── PAGE EXTRACT ──
They correspond to mathematical variables.

.. class:: Symbol(name)

    Return a symbol with the name string given in argument.
    Alternatively, the function :func:`symbols` allows to create several symbols at once.
    Symbols are instances of class :class:`LinExpr` and inherit its functionalities.

    >>> x = Symbol('x')
    >>> x
    x

    Two instances of :class:`Symbol` are equal if they have the same name.

    .. attribute:: name

        The name of the symbol.

    .. method:: asdummy()

        Return a new :class:`Dummy` symbol instance with the same name.

    .. method:: sortkey()

        Return a sorting key for the symbol.
        It is useful to sort a list of symbols in a consistent order, as comparison functions are overridden (see the documentation of class :class:`LinExpr`).

        >>> sort(symbols, key=Symbol.sortkey)


.. function:: symbols(names)

    This function returns a tuple of symbols whose names are taken from a comma or whitespace delimited string, or a sequence of strings.
    It is useful to define several symbols at once.

    >>> x, y = symbols('x y')
    >>> x, y = symbols('x, y')
    >>> x, y = symbols(['x', 'y'])


Sometimes you need to have a unique symbol. For example, you might need a temporary one in some calculation, which is going to be substituted for something else at the end anyway.
This is achieved using ``Dummy('x')``.

.. class:: Dummy(name=None)

    A variation of :class:`Symbol` in which all symbols are unique and identified by an internal count index.
    If a name is not supplied then a string value of the count index will be used.
───
── DATA SECTION ──
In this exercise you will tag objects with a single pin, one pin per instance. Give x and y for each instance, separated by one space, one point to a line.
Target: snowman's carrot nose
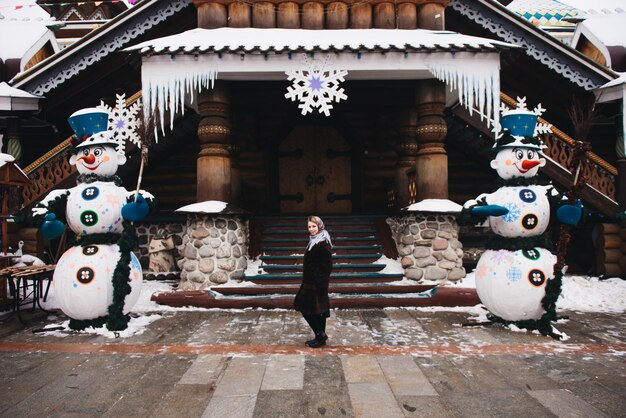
───
• CHALLENGE:
From the documentation on symbols, write out the passage starting with "Return a sorting" and going on through "y = symbols(['x', 'y'])", keeping every word and mark as it stands. Work only from the text; the listing plays no part in this.

• COMPLETED EXERCISE:
Return a sorting key for the symbol.
        It is useful to sort a list of symbols in a consistent order, as comparison functions are overridden (see the documentation of class :class:`LinExpr`).

        >>> sort(symbols, key=Symbol.sortkey)


.. function:: symbols(names)

    This function returns a tuple of symbols whose names are taken from a comma or whitespace delimited string, or a sequence of strings.
    It is useful to define several symbols at once.

    >>> x, y = symbols('x y')
    >>> x, y = symbols('x, y')
    >>> x, y = symbols(['x', 'y'])